╭─ Exercise input

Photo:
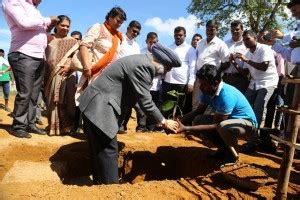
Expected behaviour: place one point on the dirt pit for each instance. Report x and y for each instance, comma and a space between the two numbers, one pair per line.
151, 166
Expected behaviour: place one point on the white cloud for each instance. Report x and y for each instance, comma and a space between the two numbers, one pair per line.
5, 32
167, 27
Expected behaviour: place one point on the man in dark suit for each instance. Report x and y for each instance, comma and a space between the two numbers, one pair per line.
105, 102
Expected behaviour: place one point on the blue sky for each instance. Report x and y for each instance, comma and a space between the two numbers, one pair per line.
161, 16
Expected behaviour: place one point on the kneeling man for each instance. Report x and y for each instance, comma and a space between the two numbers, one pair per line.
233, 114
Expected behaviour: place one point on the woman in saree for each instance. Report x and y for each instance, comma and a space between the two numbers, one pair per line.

╰─
╭─ Exercise input

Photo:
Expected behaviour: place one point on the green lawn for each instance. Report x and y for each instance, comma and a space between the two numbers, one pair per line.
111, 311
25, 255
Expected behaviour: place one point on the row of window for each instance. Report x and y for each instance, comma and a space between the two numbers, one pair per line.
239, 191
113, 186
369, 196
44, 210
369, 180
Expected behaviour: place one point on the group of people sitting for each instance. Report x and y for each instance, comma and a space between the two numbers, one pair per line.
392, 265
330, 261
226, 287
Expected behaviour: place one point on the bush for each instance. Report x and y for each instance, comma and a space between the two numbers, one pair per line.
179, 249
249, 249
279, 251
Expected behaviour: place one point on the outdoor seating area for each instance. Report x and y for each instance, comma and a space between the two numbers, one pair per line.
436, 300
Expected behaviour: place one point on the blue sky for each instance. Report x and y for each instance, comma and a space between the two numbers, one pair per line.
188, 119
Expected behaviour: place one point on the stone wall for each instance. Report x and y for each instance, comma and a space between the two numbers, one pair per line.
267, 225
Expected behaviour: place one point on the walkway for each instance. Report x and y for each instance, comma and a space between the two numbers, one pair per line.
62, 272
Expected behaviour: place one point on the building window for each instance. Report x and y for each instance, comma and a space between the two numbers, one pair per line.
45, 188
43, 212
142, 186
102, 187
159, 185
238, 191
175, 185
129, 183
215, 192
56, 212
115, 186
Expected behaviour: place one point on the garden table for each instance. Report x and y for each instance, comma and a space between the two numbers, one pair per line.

╰─

# Task to complete
Among the entries above, the line containing "Expected behaviour: place one point on the walkway", the line containing "Expected behaviour: place one point on the garden", and all lines between them are to be restated word for word; nothing else belongs in the reply.

# Solution
Expected behaviour: place one point on the walkway for each instance. Report x and y for each instance, comma and a space between the two numbers, one pair per line.
62, 272
Expected behaviour: place one point on the building window for each instance. Report x and y for each instance, comma and a space between the two numbers, one pair per line.
45, 188
43, 212
142, 186
102, 187
159, 185
238, 191
175, 185
129, 183
215, 192
56, 212
115, 186
Expected behaviour: place one point on the garden table for each instance. Report x and y for each instance, comma and a space between the two numbers, one pair per line.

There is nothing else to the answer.